* start *
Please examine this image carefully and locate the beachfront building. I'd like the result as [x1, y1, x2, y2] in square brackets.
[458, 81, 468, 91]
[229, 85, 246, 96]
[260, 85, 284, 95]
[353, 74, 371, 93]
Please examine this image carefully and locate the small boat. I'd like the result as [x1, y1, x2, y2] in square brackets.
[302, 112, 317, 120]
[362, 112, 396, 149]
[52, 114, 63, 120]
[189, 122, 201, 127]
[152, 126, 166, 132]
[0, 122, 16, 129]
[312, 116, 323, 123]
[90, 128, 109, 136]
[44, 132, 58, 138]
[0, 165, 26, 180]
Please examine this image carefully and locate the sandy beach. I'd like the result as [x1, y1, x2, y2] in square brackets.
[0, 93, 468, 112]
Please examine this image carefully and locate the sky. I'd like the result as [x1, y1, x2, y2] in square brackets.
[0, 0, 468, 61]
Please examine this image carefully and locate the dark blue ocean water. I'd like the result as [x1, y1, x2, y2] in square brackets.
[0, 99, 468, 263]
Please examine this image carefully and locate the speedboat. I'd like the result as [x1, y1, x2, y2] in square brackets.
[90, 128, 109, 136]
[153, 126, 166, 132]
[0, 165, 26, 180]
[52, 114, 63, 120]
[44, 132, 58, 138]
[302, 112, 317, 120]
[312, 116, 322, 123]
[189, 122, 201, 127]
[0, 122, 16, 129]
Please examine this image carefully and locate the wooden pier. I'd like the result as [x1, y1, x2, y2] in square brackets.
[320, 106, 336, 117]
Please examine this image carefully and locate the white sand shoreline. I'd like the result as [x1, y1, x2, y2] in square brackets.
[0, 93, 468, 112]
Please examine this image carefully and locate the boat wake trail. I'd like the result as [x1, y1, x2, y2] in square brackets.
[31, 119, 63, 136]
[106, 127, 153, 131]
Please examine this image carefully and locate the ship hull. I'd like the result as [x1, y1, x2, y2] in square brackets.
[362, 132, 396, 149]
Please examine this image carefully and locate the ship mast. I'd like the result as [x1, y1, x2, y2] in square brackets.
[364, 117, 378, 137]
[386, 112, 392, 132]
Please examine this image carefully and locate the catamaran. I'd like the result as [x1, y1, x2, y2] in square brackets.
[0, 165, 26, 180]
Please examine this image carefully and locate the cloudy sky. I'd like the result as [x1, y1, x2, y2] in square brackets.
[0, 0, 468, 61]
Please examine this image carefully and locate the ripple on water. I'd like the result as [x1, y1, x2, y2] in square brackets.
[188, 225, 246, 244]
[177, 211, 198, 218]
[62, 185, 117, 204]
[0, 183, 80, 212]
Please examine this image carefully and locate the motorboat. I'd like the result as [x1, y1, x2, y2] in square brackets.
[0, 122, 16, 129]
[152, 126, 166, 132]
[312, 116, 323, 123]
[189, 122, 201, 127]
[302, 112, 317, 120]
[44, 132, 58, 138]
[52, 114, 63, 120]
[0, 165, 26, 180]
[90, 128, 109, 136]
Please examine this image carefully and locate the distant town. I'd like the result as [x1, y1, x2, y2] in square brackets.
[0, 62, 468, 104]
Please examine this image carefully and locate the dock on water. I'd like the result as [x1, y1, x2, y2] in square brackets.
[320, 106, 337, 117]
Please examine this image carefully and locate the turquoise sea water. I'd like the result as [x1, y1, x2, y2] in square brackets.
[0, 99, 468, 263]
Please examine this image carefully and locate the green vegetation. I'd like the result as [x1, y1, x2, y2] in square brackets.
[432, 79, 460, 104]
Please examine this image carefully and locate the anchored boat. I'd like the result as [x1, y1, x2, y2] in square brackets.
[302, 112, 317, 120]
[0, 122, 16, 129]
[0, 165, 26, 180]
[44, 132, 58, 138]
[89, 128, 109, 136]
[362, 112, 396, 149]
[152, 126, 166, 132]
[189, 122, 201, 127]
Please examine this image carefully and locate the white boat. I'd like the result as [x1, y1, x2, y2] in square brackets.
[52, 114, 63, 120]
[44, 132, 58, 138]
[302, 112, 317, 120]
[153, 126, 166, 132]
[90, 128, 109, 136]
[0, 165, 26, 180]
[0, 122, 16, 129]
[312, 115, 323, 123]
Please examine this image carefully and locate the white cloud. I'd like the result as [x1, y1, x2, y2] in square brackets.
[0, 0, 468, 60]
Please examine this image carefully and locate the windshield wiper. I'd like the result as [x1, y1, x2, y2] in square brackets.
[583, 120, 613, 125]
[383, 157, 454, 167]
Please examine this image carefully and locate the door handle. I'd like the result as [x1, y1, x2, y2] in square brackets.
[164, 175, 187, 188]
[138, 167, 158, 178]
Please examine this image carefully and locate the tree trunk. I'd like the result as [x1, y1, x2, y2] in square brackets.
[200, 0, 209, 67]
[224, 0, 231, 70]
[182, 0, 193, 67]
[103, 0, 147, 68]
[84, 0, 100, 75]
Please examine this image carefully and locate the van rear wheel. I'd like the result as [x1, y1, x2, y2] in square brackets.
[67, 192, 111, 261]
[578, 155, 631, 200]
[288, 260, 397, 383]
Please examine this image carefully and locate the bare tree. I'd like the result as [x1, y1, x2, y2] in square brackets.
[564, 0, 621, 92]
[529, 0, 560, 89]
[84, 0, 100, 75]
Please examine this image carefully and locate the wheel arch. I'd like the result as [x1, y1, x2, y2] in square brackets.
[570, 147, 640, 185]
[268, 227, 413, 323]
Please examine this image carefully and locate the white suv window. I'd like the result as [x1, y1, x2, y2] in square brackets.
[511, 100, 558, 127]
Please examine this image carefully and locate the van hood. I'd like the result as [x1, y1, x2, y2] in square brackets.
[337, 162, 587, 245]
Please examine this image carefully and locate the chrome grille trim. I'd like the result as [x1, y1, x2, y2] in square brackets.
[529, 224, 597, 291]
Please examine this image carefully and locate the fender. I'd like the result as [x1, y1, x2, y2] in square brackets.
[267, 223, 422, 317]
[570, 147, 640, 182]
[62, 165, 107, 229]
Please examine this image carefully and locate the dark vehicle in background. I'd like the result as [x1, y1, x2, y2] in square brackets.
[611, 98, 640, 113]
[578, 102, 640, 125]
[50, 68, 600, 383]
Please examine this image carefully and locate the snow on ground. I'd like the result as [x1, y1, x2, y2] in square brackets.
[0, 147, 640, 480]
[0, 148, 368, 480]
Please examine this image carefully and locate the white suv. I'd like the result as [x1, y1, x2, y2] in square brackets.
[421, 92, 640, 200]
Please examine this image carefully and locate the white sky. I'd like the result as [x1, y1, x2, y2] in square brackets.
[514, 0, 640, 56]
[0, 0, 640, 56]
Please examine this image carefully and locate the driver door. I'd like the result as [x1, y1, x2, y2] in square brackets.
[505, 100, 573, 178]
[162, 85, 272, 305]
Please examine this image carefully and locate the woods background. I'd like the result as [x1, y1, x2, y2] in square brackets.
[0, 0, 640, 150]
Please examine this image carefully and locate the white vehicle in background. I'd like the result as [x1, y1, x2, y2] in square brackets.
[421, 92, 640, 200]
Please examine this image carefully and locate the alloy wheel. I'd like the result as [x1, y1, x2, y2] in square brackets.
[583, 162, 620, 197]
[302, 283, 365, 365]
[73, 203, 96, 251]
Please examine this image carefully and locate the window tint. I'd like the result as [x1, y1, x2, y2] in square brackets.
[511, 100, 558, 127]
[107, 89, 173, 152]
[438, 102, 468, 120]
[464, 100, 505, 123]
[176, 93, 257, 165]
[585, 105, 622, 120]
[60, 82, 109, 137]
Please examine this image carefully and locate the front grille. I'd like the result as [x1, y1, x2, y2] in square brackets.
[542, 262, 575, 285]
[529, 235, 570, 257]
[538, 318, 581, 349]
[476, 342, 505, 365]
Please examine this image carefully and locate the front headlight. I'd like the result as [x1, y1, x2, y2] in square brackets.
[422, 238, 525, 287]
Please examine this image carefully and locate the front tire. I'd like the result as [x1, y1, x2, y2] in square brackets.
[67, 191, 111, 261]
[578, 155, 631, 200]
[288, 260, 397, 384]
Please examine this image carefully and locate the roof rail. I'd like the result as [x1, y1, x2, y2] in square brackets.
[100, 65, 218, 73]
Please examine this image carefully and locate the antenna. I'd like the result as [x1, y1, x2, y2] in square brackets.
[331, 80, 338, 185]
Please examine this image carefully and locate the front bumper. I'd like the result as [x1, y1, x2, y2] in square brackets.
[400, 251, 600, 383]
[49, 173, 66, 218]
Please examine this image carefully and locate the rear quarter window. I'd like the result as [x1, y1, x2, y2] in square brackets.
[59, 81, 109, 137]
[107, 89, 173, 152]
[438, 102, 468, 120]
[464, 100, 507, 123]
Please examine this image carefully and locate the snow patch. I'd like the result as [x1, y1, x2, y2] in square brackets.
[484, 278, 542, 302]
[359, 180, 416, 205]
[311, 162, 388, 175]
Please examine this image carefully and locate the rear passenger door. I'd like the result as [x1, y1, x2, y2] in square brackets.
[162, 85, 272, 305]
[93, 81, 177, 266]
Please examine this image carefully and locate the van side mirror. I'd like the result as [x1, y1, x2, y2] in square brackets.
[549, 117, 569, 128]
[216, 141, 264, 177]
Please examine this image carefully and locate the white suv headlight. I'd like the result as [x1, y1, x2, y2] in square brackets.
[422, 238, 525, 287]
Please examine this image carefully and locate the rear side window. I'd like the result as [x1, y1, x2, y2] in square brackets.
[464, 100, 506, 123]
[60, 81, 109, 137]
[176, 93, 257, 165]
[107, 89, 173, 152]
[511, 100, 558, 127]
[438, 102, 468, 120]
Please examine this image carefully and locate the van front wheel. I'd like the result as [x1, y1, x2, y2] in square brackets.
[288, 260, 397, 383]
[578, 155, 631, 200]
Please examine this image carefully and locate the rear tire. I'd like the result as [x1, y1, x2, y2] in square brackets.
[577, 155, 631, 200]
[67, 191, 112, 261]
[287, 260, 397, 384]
* end *
Rewrite the records above from the line with "Please examine this image carefully and locate the white cloud." up to and including the line with "[383, 157, 454, 167]", keeping the requests unchanged. Increase every bounding box coordinate by 91.

Please examine this image carefully and locate the white cloud. I'd like the result as [x1, y1, x2, y2] in square brackets.
[91, 91, 559, 151]
Please examine this image carefully and locate the windshield wiper. I'd like the result as [x1, y1, x2, y2] in square brackets.
[674, 211, 704, 216]
[474, 248, 545, 258]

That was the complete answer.